**Source excerpt**
Throughput at the Lefroy mill decreased by 5 per cent from 997,000 tonnes in the March quarter to 950,000 ounces in the June quarter with the mill closed for the last week of the June quarter for the installation of a new electrical control block for the Sag mill. Yield increased from 2.70 grams per tonne to 2.91 grams per tonne due to a drawdown of gold-in-circuit in the June quarter as opposed to a build-up of gold-in-circuit in the March quarter. Gold production from the Lefroy mill increased from 86,600 ounces to 88,800 ounces.

Residual leaching and irrigation of the heap leach pad contributed 400 ounces to production in the March quarter. Residual leaching has now ceased being economic and the heap leach is being closed.

Net operating costs, including gold-in-process movements, increased by 20 per cent from A$49 million (US$35 million) to A$59 million (US$44 million) mainly due to the transition from primarily pre-strip mining to operating waste and ore mining in the open pits.

Capital expenditure increased by 9 per cent from A$45 million (US$33 million) to A$49 million (US$37 million) mainly due to acceleration of the exploration programme with expenditure increasing from A$9 million (US$6 million) in the March quarter to A$13 million (US$10 million) in the June quarter.

All-in sustaining costs and total all-in cost increased by 11 per cent from A$1,182 per ounce (US$852 per ounce) in the March quarter to A$1,311 per ounce (US$976 per ounce) in the June quarter due to higher net operating costs and capital expenditure, partially offset by increased gold sold.

Agnew/Lawlers

      June
2016
  March
2016
 
Gold produced 000’oz   57.2   52.1  
Yield g/t   6.30   5.70  
AISC and AIC A$/oz   1,383   1,536  
  US$/oz   1,034   1,106  

Gold production increased by 10 per cent from 52,100 ounces in the March quarter to 57,200 ounces in the June quarter.

**Requests**
1 - Answer these from the gold mining report:
(a) How many ounces did residual leaching and irrigation of the heap leach pad contribute to production in the March quarter?
(b) By what percentage did capital expenditure increase?
(c) How many ounces of gold did Agnew/Lawlers produce in the June quarter?
2 - According to the gold mining report, why did yield at the Lefroy mill rise from 2.70 grams per tonne to 2.91 grams per tonne?
3 - Carry on writing the gold mining report from the point where it stops.

**Recorded information**
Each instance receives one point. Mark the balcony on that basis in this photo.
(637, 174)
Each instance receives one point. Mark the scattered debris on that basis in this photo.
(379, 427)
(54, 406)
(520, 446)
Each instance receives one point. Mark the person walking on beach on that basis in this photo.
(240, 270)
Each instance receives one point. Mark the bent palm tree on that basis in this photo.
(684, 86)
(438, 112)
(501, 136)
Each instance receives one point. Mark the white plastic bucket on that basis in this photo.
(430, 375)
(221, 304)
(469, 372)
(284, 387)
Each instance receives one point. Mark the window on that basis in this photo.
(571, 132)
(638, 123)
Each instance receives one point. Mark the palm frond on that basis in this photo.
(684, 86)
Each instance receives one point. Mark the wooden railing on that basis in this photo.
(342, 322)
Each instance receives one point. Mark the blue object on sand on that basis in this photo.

**Expected responses**
1 -
(a) 400 ounces
(b) 9 percent
(c) 57,200 ounces

2 - Yield rose because gold-in-circuit was drawn down in the June quarter. In the March quarter, gold-in-circuit had built up instead.

3 -
Ore mined from underground increased by 11 per cent from 252,000 tonnes in the March quarter to 279,000 tonnes in the June quarter due to higher tonnes mined from New Holland. Head grade mined decreased marginally from 6.45 grams per tonne to 6.42 grams per tonne.

Tonnes processed decreased by 1 per cent from 284,000 tonnes in the March quarter to 282,000 tonnes in the June quarter. The March quarter processing included net 32,000 tonnes of ore carried over from the December quarter but processed in the March quarter. The combined yield increased by 11 per cent from 5.70 grams per tonne to 6.30 grams per tonne due to lower grade ore mined in the December quarter, but processed in the March quarter (as described in the preceding sentence) and a drawdown of 2,600 ounces produced in the March quarter during the June quarter.

Net operating costs, including gold-in-process movements, decreased by 2 per cent from A$48 million (US$35 million) to A$47 million (US$35 million) mainly due the cost improvement initiatives implemented across the site.

Capital expenditure was similar at A$27 million (US$20 million). The capital expenditure was primarily on capital development associated with opening up of the Fitzroy Bengal Hastings (FBH), Waroonga North exploration drive and Cinderella ore body and on exploration across the site.

All-in sustaining costs and total all-in cost decreased by 10 per cent from A$1,536 per ounce (US$1,106 per ounce) in the March quarter to A$1,383 per ounce (US$1,034 per ounce) in the June quarter due to increased gold sold and lower net operating costs.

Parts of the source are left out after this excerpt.